Provided data:
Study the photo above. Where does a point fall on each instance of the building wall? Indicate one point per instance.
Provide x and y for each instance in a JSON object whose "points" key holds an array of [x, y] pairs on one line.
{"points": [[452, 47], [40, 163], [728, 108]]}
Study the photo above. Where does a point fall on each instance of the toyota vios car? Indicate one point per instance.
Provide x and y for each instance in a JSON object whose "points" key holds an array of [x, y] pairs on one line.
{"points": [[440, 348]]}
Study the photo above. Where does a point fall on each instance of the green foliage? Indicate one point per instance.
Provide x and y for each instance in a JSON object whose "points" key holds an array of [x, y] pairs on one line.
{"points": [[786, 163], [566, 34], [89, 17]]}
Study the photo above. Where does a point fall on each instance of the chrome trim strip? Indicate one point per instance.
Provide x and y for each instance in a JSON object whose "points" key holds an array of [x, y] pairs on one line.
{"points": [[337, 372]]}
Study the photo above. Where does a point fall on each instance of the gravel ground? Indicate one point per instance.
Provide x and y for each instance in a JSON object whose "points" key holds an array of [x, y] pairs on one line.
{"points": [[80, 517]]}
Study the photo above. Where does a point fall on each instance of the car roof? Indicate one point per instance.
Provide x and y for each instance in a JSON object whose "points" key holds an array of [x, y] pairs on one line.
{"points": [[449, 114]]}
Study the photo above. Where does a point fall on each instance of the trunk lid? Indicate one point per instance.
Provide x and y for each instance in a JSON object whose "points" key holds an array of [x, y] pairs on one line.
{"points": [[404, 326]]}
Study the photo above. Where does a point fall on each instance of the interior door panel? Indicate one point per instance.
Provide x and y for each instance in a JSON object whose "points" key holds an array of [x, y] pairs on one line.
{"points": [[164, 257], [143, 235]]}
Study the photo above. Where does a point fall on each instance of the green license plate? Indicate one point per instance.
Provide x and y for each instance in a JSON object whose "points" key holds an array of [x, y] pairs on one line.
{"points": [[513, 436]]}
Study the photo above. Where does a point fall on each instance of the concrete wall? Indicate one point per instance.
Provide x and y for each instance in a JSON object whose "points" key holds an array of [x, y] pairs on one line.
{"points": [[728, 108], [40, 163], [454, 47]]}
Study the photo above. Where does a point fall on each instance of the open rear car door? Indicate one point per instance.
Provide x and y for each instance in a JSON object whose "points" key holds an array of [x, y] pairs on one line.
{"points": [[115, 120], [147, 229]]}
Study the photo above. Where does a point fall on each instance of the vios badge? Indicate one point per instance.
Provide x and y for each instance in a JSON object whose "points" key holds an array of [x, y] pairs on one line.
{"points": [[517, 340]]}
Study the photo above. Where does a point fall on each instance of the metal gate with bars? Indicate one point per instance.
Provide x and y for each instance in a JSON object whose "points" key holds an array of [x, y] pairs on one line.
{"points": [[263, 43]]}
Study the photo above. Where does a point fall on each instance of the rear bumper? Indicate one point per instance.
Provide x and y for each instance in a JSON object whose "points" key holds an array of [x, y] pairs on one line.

Exercise description: Transcribe exactly, and only, the lines from the one bearing "door? Indicate one point per instance." through the last line of the entries, counting both.

Exercise response:
Study the photo above. Where does a point fall on each instance of the open rear car door? Indicate one point per instance.
Provide x and y for each instance in a JSON object whose "points" key holds an array of [x, y] pairs on one line.
{"points": [[115, 120], [147, 229]]}
Study the photo above. Where does a point fall on each instance of the vios badge? Indicate one point per instance.
Provide x and y for each instance in a JSON object whose "points" key holds an array of [x, y] pairs on one line.
{"points": [[517, 340]]}
Study the photo above. Where does a point fall on each instance of the metal gate with bars? Indicate one point per instance.
Provide x and y for each instance in a JSON object whose "points" key holds an array of [x, y] pairs on one line.
{"points": [[263, 43]]}
Study the photo above. Where does a point fall on each instance of the rear bumper? Indicate one point per instance.
Provide x and y for each instance in a JSON object whose "points" key holds an array of [x, y] pairs on one line.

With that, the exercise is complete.